REQUIREMENT: Given the records below, would you repeat exactly the lines that begin at the one containing "Target: green foliage" and end at the one containing "Target: orange shirt", inclusive?

INFORMATION PROVIDED:
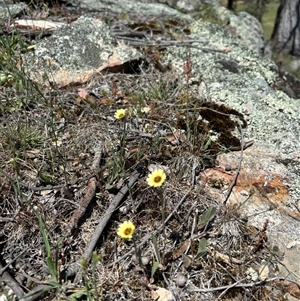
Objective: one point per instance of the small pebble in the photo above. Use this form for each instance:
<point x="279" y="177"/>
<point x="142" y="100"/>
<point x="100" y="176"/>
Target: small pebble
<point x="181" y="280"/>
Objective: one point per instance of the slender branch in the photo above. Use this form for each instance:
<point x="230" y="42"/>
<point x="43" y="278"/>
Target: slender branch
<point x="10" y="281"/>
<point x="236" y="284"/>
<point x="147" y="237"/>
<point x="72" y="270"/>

* * *

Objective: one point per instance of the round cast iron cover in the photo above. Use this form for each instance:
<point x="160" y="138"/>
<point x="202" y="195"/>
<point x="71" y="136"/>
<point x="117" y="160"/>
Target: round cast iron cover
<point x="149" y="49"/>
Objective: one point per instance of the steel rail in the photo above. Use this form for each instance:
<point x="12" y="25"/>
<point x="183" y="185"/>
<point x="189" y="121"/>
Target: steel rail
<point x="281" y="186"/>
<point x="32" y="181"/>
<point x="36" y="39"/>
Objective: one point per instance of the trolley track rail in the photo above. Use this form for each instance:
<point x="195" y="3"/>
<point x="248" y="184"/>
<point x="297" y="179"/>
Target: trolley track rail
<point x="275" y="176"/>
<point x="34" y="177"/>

--

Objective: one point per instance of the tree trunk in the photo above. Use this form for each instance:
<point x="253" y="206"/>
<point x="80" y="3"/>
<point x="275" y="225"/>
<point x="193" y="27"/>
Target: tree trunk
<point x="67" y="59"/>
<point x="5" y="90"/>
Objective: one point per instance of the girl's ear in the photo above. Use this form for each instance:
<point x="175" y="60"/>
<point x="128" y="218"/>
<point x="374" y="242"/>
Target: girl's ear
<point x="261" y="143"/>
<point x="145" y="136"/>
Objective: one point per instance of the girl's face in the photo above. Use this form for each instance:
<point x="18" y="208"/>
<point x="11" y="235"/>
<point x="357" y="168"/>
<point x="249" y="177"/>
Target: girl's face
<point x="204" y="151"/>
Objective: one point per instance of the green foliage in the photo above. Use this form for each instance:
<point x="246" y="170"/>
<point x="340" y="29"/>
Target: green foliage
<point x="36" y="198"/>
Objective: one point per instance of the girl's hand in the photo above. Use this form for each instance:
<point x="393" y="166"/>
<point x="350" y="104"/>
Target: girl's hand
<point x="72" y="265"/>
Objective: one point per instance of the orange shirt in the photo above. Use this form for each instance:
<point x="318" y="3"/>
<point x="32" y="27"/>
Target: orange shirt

OUTPUT OF THE TASK:
Target: green foliage
<point x="36" y="198"/>
Objective: one point per instance of the girl's hand in the photo above. Use this form for each instance:
<point x="393" y="166"/>
<point x="350" y="104"/>
Target: girl's hand
<point x="72" y="265"/>
Objective: one point per instance of the orange shirt in the photo above. Use this form for each instance:
<point x="318" y="3"/>
<point x="32" y="27"/>
Target: orange shirt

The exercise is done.